Region pointing data -
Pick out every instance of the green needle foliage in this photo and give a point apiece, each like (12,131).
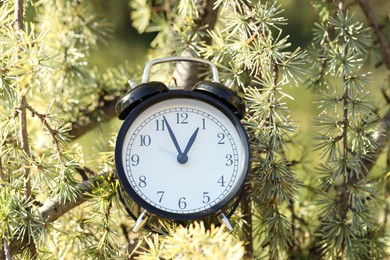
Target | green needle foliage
(56,202)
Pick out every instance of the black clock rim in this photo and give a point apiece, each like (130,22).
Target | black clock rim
(172,94)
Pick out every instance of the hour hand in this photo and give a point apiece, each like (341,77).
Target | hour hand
(173,137)
(191,141)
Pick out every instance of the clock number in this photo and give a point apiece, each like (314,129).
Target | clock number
(135,159)
(203,123)
(161,193)
(142,181)
(181,118)
(206,197)
(182,203)
(145,140)
(221,137)
(229,160)
(221,181)
(160,125)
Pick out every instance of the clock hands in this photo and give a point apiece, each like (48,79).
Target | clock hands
(173,137)
(191,141)
(182,157)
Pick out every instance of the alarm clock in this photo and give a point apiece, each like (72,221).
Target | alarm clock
(181,154)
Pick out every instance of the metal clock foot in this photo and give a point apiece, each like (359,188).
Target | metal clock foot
(224,220)
(141,221)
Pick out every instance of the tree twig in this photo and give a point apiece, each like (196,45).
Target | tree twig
(52,209)
(385,47)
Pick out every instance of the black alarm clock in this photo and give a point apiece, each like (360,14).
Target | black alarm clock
(181,154)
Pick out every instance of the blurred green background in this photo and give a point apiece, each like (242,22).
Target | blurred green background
(126,46)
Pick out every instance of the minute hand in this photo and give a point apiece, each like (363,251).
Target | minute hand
(173,137)
(191,141)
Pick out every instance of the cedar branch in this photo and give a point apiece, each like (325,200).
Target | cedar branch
(52,209)
(385,47)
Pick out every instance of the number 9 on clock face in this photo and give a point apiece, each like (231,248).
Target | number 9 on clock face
(182,155)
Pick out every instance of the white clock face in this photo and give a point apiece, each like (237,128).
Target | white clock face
(184,156)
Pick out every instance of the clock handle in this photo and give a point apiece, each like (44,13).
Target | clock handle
(224,220)
(145,75)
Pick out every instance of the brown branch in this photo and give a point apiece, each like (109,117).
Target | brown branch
(186,74)
(52,209)
(106,109)
(385,47)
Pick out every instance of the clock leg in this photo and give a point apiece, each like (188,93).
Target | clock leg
(224,220)
(141,221)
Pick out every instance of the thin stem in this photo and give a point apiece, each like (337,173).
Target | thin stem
(18,21)
(246,209)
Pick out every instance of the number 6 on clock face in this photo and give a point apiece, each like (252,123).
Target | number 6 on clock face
(182,155)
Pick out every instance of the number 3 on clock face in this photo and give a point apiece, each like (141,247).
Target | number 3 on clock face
(182,155)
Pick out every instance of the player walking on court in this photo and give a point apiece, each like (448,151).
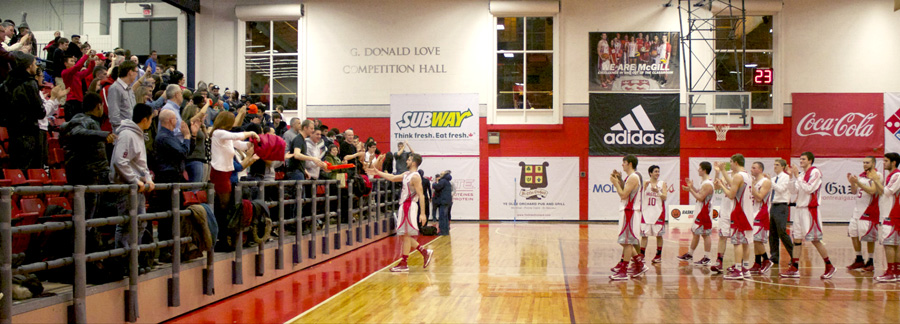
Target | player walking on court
(723,224)
(412,203)
(890,216)
(629,190)
(807,225)
(865,218)
(761,190)
(742,231)
(653,212)
(703,222)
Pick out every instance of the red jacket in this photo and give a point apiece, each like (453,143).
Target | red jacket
(73,77)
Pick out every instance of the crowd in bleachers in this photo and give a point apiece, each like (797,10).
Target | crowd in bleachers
(108,118)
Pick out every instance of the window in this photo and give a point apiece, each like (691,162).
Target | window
(526,81)
(733,69)
(272,63)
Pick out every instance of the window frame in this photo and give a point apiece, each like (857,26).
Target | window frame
(243,55)
(500,116)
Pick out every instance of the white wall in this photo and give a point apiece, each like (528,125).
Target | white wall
(120,11)
(822,46)
(840,46)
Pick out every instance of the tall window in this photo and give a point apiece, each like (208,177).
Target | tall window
(525,79)
(732,70)
(272,63)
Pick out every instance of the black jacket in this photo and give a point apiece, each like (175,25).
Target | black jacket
(84,144)
(25,104)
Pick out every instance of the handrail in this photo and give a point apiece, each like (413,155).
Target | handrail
(383,195)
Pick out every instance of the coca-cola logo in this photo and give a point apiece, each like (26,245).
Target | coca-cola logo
(851,124)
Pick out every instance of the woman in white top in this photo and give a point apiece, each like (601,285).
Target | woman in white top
(222,153)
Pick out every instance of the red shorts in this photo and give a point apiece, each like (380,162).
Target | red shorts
(221,181)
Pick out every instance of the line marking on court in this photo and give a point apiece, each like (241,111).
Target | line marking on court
(566,279)
(351,286)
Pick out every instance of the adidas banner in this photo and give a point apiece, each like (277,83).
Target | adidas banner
(639,124)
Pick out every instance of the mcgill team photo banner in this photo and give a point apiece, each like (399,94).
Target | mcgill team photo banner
(838,124)
(639,124)
(436,124)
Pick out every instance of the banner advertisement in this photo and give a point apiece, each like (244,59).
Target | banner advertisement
(719,195)
(533,188)
(633,61)
(639,124)
(892,122)
(466,180)
(436,124)
(837,200)
(838,124)
(604,201)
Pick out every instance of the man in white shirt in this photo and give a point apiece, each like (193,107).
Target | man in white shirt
(807,223)
(778,214)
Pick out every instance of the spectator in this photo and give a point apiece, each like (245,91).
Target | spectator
(7,59)
(57,95)
(73,77)
(401,156)
(174,98)
(197,166)
(22,122)
(85,149)
(222,156)
(129,166)
(120,96)
(151,62)
(280,126)
(74,48)
(299,154)
(316,148)
(291,133)
(443,196)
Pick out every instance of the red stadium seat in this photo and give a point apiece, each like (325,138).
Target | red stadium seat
(58,177)
(18,178)
(40,175)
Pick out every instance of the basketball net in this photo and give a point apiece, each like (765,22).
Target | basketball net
(721,130)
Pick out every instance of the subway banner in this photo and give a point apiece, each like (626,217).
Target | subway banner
(436,124)
(633,61)
(603,200)
(639,124)
(533,188)
(466,180)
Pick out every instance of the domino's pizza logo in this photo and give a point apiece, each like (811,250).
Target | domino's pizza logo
(533,180)
(892,124)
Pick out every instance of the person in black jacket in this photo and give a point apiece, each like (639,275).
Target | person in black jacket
(443,195)
(84,144)
(24,111)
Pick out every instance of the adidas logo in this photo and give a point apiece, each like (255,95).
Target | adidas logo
(635,128)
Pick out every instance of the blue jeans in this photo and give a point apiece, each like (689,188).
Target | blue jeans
(443,219)
(195,171)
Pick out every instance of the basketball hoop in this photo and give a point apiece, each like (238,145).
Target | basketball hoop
(721,130)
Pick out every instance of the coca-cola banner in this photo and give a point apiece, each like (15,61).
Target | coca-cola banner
(838,124)
(892,122)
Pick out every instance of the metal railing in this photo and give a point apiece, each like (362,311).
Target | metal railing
(373,217)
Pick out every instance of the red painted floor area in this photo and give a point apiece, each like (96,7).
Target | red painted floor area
(287,297)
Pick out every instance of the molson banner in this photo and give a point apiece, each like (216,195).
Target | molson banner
(838,124)
(639,124)
(436,124)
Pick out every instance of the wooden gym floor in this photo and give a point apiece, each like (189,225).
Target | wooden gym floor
(557,273)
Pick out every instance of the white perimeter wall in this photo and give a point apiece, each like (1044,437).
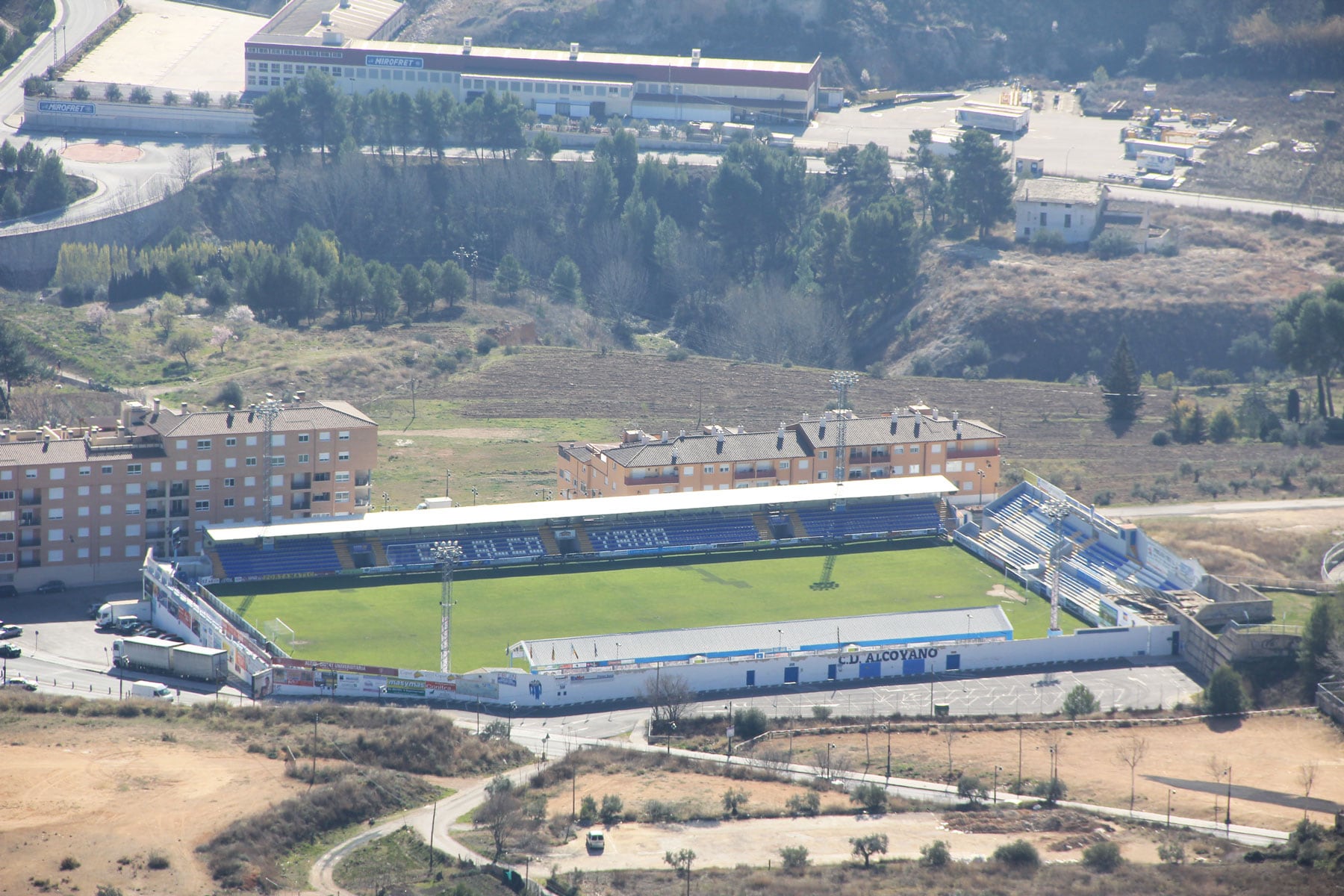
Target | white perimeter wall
(504,687)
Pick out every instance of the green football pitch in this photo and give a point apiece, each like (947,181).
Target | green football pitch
(394,621)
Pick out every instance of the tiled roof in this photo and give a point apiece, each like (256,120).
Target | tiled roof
(293,417)
(1060,190)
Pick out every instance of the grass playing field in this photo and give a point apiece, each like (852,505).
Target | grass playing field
(394,622)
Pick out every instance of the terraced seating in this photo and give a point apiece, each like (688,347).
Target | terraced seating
(315,556)
(912,516)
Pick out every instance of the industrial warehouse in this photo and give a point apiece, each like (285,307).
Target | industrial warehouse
(349,40)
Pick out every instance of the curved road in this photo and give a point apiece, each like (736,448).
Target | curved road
(322,877)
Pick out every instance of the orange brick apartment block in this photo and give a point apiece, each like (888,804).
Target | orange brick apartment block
(915,441)
(85,504)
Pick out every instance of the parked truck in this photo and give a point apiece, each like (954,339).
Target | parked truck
(116,612)
(169,657)
(151,689)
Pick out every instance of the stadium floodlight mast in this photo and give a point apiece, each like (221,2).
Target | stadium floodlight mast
(268,411)
(1057,511)
(448,555)
(840,382)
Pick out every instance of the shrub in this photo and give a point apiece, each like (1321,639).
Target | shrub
(1102,857)
(612,809)
(1019,853)
(750,723)
(934,855)
(804,805)
(794,860)
(1113,245)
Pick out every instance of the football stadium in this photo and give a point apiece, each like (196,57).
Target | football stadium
(571,602)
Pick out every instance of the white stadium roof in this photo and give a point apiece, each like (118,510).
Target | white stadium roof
(435,519)
(766,638)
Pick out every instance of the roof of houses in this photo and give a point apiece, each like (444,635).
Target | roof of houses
(292,417)
(1060,190)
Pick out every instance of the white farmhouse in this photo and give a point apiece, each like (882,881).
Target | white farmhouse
(1068,207)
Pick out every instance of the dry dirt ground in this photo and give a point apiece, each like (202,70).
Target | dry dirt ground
(104,791)
(1263,751)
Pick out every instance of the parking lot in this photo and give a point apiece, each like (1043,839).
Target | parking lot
(1070,144)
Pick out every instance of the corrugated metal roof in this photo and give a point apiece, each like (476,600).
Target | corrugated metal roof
(769,638)
(1060,190)
(426,523)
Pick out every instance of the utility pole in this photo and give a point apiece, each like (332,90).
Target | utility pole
(268,411)
(448,555)
(840,382)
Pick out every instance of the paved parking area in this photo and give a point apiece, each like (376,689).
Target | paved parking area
(174,46)
(1068,143)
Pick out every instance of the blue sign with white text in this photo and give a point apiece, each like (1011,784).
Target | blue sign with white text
(67,108)
(394,62)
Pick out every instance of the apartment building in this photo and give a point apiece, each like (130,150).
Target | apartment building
(84,504)
(914,441)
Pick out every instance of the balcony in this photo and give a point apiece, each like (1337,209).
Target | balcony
(651,480)
(959,454)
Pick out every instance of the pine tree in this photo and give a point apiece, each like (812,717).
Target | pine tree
(1122,388)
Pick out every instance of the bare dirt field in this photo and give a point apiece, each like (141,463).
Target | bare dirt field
(111,794)
(1266,753)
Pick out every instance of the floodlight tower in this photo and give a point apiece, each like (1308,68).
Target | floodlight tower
(448,554)
(840,382)
(1057,511)
(268,411)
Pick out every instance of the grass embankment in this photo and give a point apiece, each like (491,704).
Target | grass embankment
(396,623)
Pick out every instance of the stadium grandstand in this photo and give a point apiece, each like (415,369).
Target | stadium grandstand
(841,635)
(539,532)
(1035,531)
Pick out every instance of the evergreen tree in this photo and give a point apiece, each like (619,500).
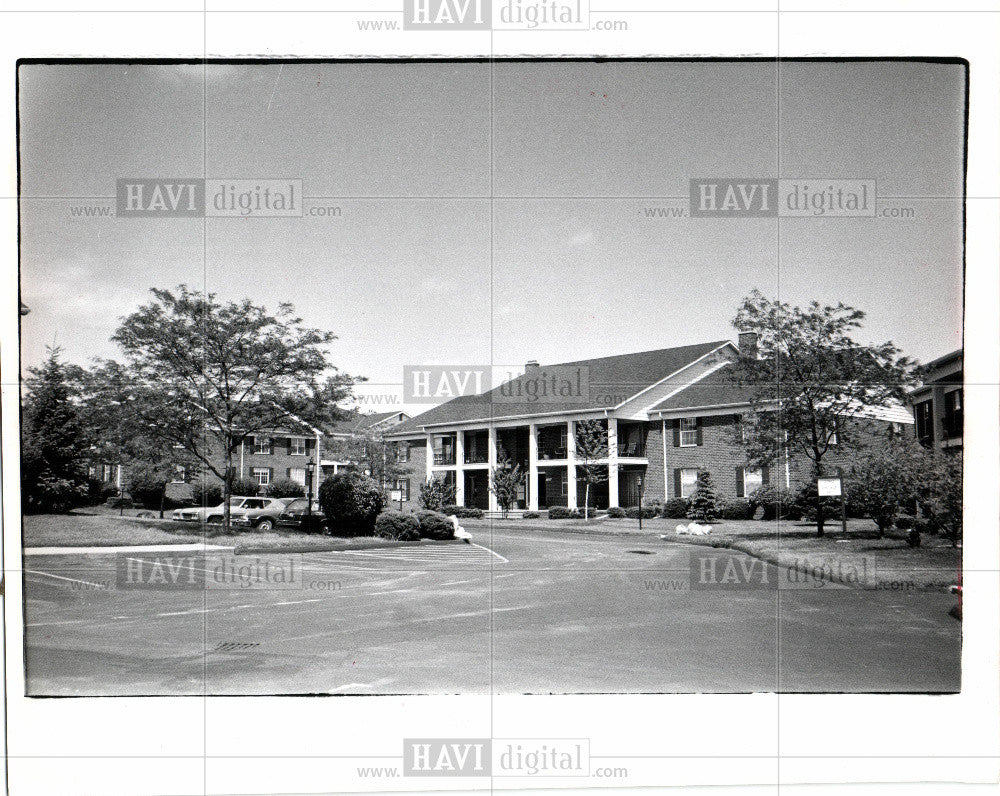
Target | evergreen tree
(52,470)
(703,505)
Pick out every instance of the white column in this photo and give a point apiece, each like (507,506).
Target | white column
(429,458)
(491,460)
(318,470)
(612,461)
(459,468)
(571,463)
(532,467)
(666,480)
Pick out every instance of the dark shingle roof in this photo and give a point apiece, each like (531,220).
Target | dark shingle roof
(612,380)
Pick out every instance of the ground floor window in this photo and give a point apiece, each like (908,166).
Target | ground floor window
(688,480)
(262,475)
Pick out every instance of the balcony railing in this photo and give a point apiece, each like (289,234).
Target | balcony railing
(631,449)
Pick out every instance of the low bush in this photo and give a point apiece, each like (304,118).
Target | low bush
(397,525)
(564,513)
(351,502)
(632,512)
(675,509)
(245,487)
(737,510)
(207,494)
(462,512)
(435,525)
(286,487)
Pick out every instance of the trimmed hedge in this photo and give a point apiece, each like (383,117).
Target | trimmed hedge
(351,503)
(435,525)
(462,512)
(397,525)
(632,512)
(675,509)
(737,510)
(563,513)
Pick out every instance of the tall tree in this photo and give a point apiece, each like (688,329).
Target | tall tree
(591,447)
(812,386)
(52,441)
(505,480)
(207,374)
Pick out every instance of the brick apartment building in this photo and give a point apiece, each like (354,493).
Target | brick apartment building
(938,403)
(667,414)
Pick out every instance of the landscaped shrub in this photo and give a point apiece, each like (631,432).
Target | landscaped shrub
(675,509)
(397,525)
(737,510)
(632,512)
(207,494)
(244,487)
(286,487)
(563,513)
(703,506)
(435,493)
(351,502)
(435,525)
(462,512)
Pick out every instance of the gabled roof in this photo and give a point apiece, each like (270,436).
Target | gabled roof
(611,380)
(358,422)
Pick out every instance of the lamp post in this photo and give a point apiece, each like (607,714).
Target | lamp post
(310,470)
(638,479)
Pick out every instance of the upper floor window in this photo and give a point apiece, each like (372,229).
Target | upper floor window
(688,431)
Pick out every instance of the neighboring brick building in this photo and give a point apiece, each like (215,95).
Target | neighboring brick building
(938,404)
(667,414)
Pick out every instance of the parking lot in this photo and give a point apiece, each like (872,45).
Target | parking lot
(520,611)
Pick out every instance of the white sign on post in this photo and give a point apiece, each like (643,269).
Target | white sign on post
(828,487)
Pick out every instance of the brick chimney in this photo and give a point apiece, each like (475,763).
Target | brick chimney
(748,345)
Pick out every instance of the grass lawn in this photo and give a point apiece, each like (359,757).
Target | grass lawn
(858,557)
(108,529)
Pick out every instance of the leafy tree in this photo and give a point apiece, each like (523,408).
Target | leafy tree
(286,487)
(703,505)
(436,493)
(591,445)
(883,477)
(369,452)
(205,374)
(812,386)
(52,442)
(505,480)
(351,503)
(941,494)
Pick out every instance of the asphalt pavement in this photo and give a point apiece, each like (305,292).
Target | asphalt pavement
(518,611)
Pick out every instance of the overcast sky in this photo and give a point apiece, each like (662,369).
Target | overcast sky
(444,274)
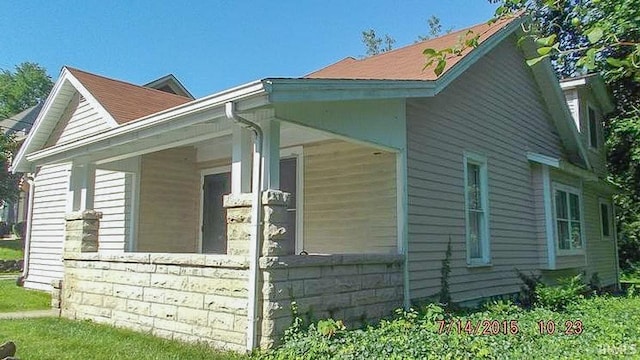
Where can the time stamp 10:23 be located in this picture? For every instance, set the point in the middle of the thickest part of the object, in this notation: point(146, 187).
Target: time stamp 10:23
point(506, 327)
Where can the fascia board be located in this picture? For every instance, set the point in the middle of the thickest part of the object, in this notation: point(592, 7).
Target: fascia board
point(183, 115)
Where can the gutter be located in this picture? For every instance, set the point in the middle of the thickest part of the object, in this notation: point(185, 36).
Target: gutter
point(254, 244)
point(27, 233)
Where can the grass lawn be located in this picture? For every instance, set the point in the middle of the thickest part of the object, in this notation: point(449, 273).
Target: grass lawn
point(597, 328)
point(10, 250)
point(15, 298)
point(52, 338)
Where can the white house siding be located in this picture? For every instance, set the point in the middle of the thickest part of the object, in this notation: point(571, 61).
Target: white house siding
point(494, 109)
point(349, 199)
point(78, 120)
point(169, 201)
point(113, 199)
point(47, 231)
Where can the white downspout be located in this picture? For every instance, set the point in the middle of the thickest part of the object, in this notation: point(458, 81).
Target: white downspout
point(254, 244)
point(27, 232)
point(615, 241)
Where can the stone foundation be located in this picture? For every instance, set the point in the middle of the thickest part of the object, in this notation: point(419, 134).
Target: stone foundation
point(187, 297)
point(354, 288)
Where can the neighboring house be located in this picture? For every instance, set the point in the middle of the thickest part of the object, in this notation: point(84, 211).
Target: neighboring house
point(18, 126)
point(385, 164)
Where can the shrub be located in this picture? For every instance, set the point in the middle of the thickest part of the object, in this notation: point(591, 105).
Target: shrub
point(19, 229)
point(557, 298)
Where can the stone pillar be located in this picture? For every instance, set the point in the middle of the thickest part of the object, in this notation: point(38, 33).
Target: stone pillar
point(81, 231)
point(274, 212)
point(238, 223)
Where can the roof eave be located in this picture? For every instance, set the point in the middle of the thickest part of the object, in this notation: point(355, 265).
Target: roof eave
point(197, 111)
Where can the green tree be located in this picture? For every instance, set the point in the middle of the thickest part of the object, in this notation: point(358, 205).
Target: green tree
point(27, 85)
point(376, 45)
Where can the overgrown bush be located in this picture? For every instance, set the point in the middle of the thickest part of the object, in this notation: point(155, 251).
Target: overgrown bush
point(19, 229)
point(594, 328)
point(568, 291)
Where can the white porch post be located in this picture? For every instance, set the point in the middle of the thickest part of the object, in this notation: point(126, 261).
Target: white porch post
point(81, 187)
point(241, 160)
point(271, 155)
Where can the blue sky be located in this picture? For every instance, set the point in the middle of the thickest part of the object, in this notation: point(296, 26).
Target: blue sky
point(212, 45)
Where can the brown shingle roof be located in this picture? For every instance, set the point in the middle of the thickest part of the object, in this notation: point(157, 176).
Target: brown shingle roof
point(126, 102)
point(406, 63)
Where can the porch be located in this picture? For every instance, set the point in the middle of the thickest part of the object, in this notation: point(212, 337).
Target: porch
point(329, 236)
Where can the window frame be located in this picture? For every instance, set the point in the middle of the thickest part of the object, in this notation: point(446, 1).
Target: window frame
point(480, 161)
point(598, 144)
point(578, 192)
point(608, 204)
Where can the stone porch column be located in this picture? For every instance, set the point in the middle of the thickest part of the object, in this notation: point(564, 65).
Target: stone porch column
point(274, 214)
point(81, 231)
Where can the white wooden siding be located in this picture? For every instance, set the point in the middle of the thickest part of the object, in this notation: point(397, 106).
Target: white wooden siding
point(113, 199)
point(79, 120)
point(169, 201)
point(47, 232)
point(494, 109)
point(349, 199)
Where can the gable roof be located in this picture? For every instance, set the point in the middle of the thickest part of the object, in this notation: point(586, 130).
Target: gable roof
point(118, 103)
point(21, 123)
point(169, 83)
point(126, 102)
point(407, 63)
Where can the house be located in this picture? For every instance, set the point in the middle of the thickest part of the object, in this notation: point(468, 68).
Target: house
point(203, 220)
point(18, 126)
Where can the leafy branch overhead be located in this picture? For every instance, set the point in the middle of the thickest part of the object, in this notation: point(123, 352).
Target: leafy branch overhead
point(583, 35)
point(439, 57)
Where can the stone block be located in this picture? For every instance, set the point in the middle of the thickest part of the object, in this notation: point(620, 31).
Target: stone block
point(184, 299)
point(138, 307)
point(219, 303)
point(163, 311)
point(167, 281)
point(237, 200)
point(128, 291)
point(192, 316)
point(239, 215)
point(373, 281)
point(220, 320)
point(275, 198)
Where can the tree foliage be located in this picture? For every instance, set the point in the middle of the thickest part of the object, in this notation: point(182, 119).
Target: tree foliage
point(376, 45)
point(23, 88)
point(599, 36)
point(27, 85)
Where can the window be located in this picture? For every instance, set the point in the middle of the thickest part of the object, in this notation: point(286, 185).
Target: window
point(606, 219)
point(568, 218)
point(476, 209)
point(593, 127)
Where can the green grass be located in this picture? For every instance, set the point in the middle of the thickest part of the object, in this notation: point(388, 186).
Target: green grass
point(596, 328)
point(60, 339)
point(11, 250)
point(15, 298)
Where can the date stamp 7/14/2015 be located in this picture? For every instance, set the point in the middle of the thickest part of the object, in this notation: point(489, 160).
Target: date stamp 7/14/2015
point(506, 327)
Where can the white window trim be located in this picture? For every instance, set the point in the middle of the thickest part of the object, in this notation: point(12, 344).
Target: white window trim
point(570, 190)
point(480, 160)
point(598, 137)
point(203, 173)
point(608, 204)
point(298, 153)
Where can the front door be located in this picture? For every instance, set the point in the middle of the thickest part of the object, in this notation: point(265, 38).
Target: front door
point(214, 219)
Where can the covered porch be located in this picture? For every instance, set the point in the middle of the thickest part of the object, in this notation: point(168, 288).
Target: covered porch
point(195, 263)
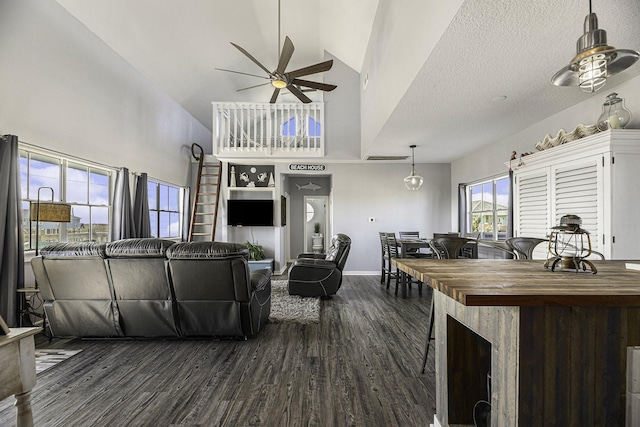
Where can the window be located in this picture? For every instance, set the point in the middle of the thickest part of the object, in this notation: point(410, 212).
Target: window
point(164, 210)
point(488, 208)
point(85, 186)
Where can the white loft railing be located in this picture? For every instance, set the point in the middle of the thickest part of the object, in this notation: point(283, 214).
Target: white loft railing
point(262, 129)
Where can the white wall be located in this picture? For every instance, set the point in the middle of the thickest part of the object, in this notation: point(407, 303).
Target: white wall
point(490, 160)
point(64, 89)
point(361, 191)
point(399, 36)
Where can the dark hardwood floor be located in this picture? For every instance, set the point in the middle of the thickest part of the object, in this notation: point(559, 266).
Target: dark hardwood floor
point(359, 367)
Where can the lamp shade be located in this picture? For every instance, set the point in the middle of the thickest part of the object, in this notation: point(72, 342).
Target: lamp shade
point(413, 181)
point(50, 212)
point(595, 60)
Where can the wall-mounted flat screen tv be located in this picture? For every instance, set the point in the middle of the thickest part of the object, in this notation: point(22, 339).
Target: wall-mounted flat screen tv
point(245, 213)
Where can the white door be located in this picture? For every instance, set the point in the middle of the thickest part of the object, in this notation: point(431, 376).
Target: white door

What is being asked -
Although the records above contain pictures, the copy must not; set down exactly the lines from the one with "Pick out every instance of the paved" up to and including the one with "Pick out every instance of the white column".

Task result -
Pick out every instance of the paved parking area in this photo and give a point apiece, each like (376,689).
Target | paved parking area
(174,46)
(1068,143)
Pick out every instance of the blue sign with white text in this photo and give a point apiece, each like (1011,784).
Target | blue sign with white text
(67,108)
(394,62)
Pick out every instance of the apartment building in this photo and give a point apiece, each like (130,150).
Target | apartment building
(84,504)
(914,441)
Pick out every instance of the balcony in this photo and give a point apiece, each like (1337,209).
Target | balcony
(651,480)
(959,454)
Pick out every instance of the pine tree in this photo and give a point apiece, each like (812,717).
Target | pine tree
(1122,388)
Pick out every instance of the bare dirt field in this photo and give a point apiece, each like (141,463).
Target | bare dirt field
(111,794)
(1266,753)
Pick out every instance of the floodlight tower in this photo and give a point apiece, each like (1308,68).
Target | floodlight tower
(448,554)
(840,382)
(1057,511)
(268,411)
Pick out every instance of the grass embankment in this photo and give a point apiece, each like (491,704).
Target | grass embankment
(396,623)
Pick out every instance of the stadium grandstand in this photo and give a point apiece, each like (415,369).
Target | stadium grandstand
(841,635)
(539,532)
(1035,531)
Pick out every instance of the evergreen tree in this photo and give a point apiece, each like (619,500).
Target | evergreen tree
(52,470)
(703,505)
Pick out every instance of the white column in this photo and give a point apiece, each like (507,506).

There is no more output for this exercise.